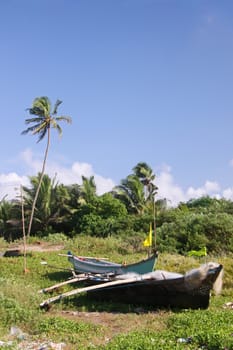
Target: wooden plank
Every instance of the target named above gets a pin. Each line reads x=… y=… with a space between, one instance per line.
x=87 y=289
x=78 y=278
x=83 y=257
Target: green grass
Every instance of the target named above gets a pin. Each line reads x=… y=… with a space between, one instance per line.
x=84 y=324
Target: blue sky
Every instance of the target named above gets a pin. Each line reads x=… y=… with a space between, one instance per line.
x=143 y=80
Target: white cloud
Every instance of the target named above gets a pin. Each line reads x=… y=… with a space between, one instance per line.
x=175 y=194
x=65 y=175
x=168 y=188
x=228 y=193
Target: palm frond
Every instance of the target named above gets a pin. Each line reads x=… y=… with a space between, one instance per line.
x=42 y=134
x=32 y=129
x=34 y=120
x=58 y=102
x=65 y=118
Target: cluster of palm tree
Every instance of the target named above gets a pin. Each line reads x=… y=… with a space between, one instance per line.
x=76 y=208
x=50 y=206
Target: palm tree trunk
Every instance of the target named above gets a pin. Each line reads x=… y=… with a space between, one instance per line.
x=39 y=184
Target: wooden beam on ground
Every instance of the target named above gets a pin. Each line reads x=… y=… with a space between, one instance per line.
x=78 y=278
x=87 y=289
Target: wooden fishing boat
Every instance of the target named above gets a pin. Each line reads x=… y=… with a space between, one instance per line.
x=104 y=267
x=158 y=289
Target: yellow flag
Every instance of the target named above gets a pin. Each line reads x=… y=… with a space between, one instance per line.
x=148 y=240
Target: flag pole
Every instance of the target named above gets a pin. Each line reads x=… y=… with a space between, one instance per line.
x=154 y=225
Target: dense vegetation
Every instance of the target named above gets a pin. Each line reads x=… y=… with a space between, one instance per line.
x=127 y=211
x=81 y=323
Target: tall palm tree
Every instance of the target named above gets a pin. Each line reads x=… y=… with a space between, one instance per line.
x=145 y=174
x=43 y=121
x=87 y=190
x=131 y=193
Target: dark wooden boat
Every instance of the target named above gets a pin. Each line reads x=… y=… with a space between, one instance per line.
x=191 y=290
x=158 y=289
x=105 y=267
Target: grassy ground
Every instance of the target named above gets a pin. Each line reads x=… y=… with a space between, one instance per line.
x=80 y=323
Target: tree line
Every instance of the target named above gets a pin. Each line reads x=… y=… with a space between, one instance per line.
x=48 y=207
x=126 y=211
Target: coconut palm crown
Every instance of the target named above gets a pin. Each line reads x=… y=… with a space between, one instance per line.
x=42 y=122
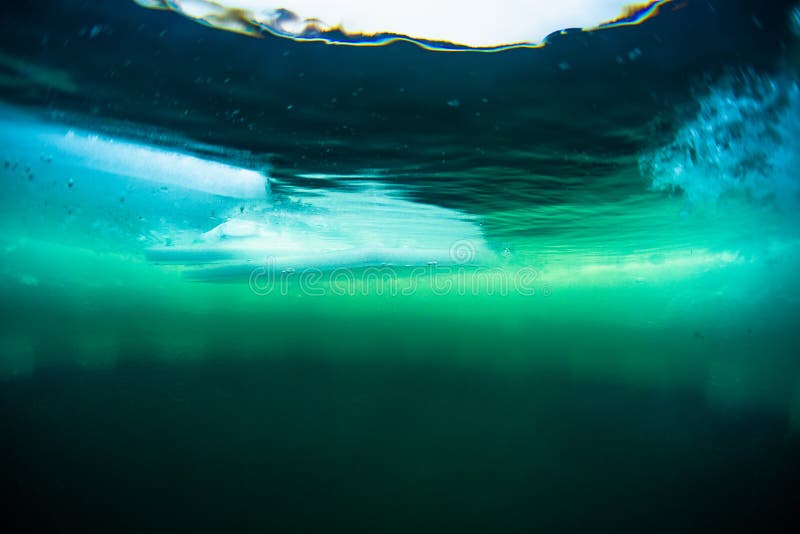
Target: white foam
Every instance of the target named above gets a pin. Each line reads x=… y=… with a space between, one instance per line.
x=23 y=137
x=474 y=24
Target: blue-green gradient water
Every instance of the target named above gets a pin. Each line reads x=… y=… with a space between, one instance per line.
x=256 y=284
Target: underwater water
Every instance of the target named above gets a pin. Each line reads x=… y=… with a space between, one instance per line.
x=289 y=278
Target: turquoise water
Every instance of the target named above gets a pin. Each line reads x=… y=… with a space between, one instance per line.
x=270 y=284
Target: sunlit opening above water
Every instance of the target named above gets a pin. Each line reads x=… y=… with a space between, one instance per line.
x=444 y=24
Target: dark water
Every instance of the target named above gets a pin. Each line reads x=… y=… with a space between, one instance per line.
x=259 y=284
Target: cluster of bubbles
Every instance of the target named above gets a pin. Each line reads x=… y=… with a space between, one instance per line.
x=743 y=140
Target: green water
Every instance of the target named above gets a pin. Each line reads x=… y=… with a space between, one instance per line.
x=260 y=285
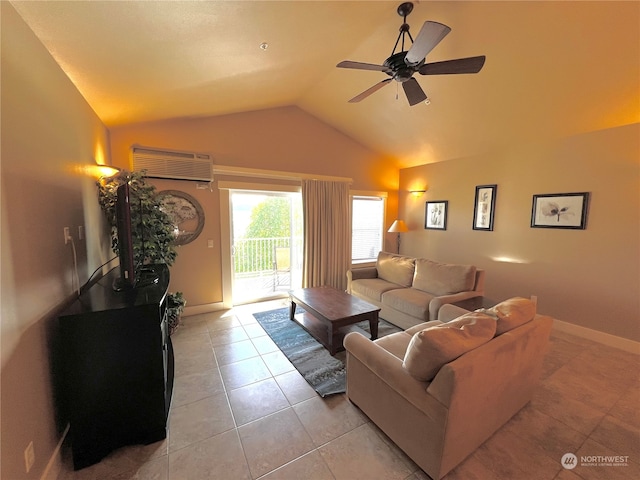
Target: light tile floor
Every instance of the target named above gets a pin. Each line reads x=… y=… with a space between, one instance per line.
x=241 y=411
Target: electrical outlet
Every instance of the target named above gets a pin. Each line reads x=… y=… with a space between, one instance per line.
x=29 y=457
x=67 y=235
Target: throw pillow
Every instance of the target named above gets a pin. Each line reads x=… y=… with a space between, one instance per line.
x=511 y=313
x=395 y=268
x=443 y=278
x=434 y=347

•••

*Task details*: Please echo the listing above word for word, from start to finish, but leave the pictures out of your reply.

*Expected answer*:
Target: wooden plank
Every instance of the target named above gets a pin. Each line reads x=… y=… with a space between, one instance per line.
x=87 y=289
x=78 y=278
x=83 y=257
Target: green grass
Every instance of the target named above gets a pin. Each line reads x=… y=… with a space between, one instance per line.
x=84 y=324
Target: blue sky
Every instance of the target named above gets a pin. Each line reads x=… y=… with a space between, one instance per line.
x=143 y=80
Target: white cloud
Every instance of the target named above gets a pin. Each line reads x=… y=… with a space between, one instance per line.
x=175 y=194
x=65 y=175
x=168 y=188
x=228 y=193
Target: palm frond
Every instance of the target named above gets a pin. Each line reads x=… y=… with a space between, one instance per line.
x=42 y=134
x=32 y=129
x=34 y=120
x=58 y=102
x=65 y=118
Target: cluster of palm tree
Every instance of the target named above gets a pin. Each line reads x=… y=… with a space between, one instance per line.
x=76 y=208
x=50 y=206
Target: palm tree trunk
Every instance of the target named above gets a pin. Each line reads x=… y=… with a space between, one instance per line.
x=39 y=184
Target: wooden beam on ground
Every instance of the target named above gets a pin. Each line reads x=… y=… with a space between, one instance per line.
x=78 y=278
x=87 y=289
Target: wooden fishing boat
Every instance of the target named above gets a pin. Each line reads x=… y=… with a space between, one instance per line.
x=104 y=267
x=158 y=289
Target: yellow flag
Every instance of the target named above gets a pin. Each line reads x=… y=… with a space between, one instance per line.
x=148 y=240
Target: flag pole
Every instance of the target named above gets a pin. Each line reads x=… y=… with a space between, one instance per line.
x=154 y=225
Target: dense vegetation
Every instance of the target named above gets a pin. Each line reads x=… y=… with a space between, one instance per line.
x=127 y=211
x=81 y=323
Target: tall palm tree
Every instance of the target named above gets a pin. Each line reads x=… y=… with a space between, one instance per line.
x=145 y=174
x=43 y=121
x=87 y=190
x=131 y=193
Target: dark wooden boat
Every instance of the target named above gets a pin. Each line reads x=… y=… with a space between, one instance per line.
x=191 y=290
x=158 y=289
x=105 y=267
Target: grassy ground
Every instance of the target named above gets a pin. Each line reads x=… y=… with a space between, one instance per line.
x=80 y=323
Target: tree line
Every instance of the target named above gets a pin. Each line reads x=… y=… with a space between, one instance per line.
x=48 y=207
x=126 y=211
Target: coconut palm crown
Every instance of the target named above gets a pin. Each line reads x=… y=… with a space between, one instance per line.
x=42 y=122
Target: white foam
Every instance of the target named above gets a pin. Each line reads x=… y=… with a space between, one instance per line.
x=23 y=137
x=474 y=24
Target: blue-green gradient water
Every instance of the target named above gets a pin. Each line reads x=… y=… with a space between, one instance per line.
x=256 y=284
Target: underwater water
Every instance of the target named above gets a pin. Each line reads x=… y=… with a space between, one instance per line.
x=289 y=278
Target: turquoise water
Every instance of the target named above gets a pin. Each line reads x=… y=… with a space between, one instance per line.
x=270 y=284
Target: sunlit opening above water
Every instance of the target named above gets a pin. Each line reads x=… y=… with a space between, one instance per line.
x=444 y=24
Target: dark water
Every instance of the target named above gets a pin. Each line reads x=… y=… with a space between, one instance per line.
x=259 y=284
Target: cluster of bubbles
Every instance of the target named above gets a pin. Each line reads x=… y=… with a space between, one instance per line.
x=743 y=140
Target: green water
Every instance of the target named above gets a pin. Each line reads x=… y=… with a space between, one instance per line.
x=260 y=285
Target: light tile floor
Every instance of the target named above gets a pin. Each line reads x=… y=… with a space between, one instance per line.
x=241 y=411
Target: electrical outlet
Every instance of the target named above gets a pin. Each line reads x=… y=… with a space between, one instance per line.
x=29 y=457
x=67 y=235
Target: throw pillow
Every instance of the target named above gets a pin. Each line reads x=… y=… with a space between, one instance per line.
x=511 y=313
x=395 y=268
x=443 y=278
x=434 y=347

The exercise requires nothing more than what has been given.